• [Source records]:
——
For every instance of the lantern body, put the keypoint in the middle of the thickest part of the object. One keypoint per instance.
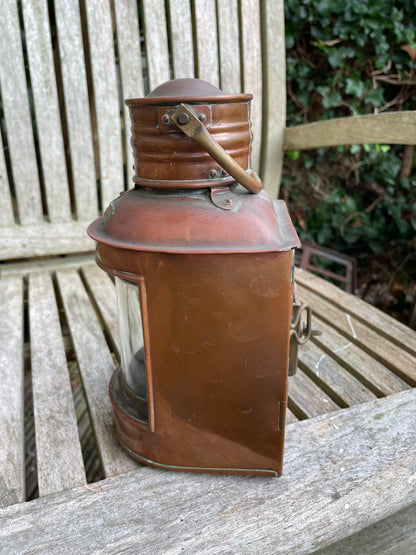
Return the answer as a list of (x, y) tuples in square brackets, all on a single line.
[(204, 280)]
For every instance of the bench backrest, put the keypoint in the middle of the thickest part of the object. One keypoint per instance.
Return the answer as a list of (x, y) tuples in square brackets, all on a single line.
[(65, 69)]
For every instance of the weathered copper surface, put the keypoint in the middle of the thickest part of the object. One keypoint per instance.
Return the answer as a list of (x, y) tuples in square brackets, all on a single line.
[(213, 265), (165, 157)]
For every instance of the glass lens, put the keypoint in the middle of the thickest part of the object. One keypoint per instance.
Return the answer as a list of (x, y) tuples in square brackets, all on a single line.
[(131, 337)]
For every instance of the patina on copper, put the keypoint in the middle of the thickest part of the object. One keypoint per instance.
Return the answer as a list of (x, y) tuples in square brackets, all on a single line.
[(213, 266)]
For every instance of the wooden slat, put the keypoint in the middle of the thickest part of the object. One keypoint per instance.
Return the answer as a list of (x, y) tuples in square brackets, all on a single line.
——
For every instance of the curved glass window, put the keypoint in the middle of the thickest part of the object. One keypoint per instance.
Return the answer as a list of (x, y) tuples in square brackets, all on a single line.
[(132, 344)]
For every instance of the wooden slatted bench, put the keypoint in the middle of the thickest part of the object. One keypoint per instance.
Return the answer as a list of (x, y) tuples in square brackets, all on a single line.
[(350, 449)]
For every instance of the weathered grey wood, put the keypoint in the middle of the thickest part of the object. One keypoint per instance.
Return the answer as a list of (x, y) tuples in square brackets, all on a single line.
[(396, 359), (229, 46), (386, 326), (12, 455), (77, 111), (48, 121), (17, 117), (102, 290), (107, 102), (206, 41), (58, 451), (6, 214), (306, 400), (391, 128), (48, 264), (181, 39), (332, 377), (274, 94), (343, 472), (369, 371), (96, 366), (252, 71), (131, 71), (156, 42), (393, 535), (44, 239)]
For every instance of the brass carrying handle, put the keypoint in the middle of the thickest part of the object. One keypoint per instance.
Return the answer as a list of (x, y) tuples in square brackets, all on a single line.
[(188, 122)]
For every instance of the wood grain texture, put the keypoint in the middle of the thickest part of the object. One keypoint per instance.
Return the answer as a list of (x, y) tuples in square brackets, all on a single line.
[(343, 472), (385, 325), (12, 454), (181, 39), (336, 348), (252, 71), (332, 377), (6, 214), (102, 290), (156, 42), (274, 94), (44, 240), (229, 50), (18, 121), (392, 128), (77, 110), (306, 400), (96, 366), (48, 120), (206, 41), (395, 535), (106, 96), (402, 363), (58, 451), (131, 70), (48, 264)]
——
• [Exercise objective]: Rename "thickest part" to "widest part" in the records, starting at the line containing "For every instance of the lantern" and stopping after the line containing "[(213, 266)]". Leave the rest of those lines unchanged, and omit the pictures.

• [Written solution]:
For every instance of the lantern body, put the keypoint in the middle of the widest part of the object. One keypoint per instance.
Return the answer as a list of (x, y) tuples in square brackets, all on a single line.
[(204, 280)]
For every instance of the bench backrest, put the keypoint in the middle of the widest part of the object. One keypoint per instance.
Return the answer as a list of (x, y) tuples in square brackets, all on a single line.
[(65, 69)]
For every instance of the weathered copper surface, put the keypoint in the middle of the widest part of the object. One keypoint per instance.
Return the answer as a list of (x, y) tuples in square brackets, all on a single line.
[(213, 265), (165, 157)]
For every instance of the glass lens, put the keypoint in the middle of the widest part of the object. One keypoint per instance.
Return the answer as a list of (x, y) tuples in square brackets, all on a single line.
[(131, 337)]
For every instance of the patina on copper, put the keypoint in the middle of the widest part of the object. One keypoint per instance.
Return the answer as a list of (x, y) tuples in square brackets, all on a single line.
[(213, 266)]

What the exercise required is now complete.